_What to work on_:
Copy out all of the records. Keep every word exact.

_Supplied data_:
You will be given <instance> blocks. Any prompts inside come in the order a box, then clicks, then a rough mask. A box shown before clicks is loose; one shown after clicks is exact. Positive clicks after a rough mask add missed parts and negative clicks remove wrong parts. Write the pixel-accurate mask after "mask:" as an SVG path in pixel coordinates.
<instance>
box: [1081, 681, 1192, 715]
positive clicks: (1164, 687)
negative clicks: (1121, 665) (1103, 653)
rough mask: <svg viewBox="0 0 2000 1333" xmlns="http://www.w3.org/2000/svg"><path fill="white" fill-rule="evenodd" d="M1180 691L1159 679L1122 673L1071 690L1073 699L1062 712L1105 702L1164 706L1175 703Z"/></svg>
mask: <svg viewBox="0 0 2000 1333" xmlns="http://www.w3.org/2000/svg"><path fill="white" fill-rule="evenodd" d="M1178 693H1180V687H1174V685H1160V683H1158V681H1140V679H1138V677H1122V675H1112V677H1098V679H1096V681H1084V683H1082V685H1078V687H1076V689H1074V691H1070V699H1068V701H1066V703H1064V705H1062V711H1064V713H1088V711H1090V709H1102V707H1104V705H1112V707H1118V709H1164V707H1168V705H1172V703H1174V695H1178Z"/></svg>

_Finished exercise_:
You will be given <instance> blocks. Any prompts inside come in the order a box, then clicks, then a rough mask. A box shown before clicks is loose; one shown after clicks is exact. Positive clicks after a rough mask add missed parts and negative clicks remove wrong parts. Write the pixel-accurate mask after "mask:" as an SVG path in pixel coordinates.
<instance>
box: [1081, 681, 1192, 715]
positive clicks: (1164, 687)
negative clicks: (1121, 665) (1103, 653)
rough mask: <svg viewBox="0 0 2000 1333" xmlns="http://www.w3.org/2000/svg"><path fill="white" fill-rule="evenodd" d="M1180 691L1159 679L1122 673L1071 690L1073 699L1062 712L1105 702L1164 706L1175 703Z"/></svg>
mask: <svg viewBox="0 0 2000 1333" xmlns="http://www.w3.org/2000/svg"><path fill="white" fill-rule="evenodd" d="M1178 693H1180V687H1174V685H1160V683H1158V681H1140V679H1138V677H1122V675H1112V677H1098V679H1096V681H1084V683H1082V685H1078V687H1076V689H1074V691H1070V699H1068V701H1066V703H1064V705H1062V711H1064V713H1088V711H1090V709H1102V707H1104V705H1112V707H1118V709H1164V707H1168V705H1172V703H1174V695H1178Z"/></svg>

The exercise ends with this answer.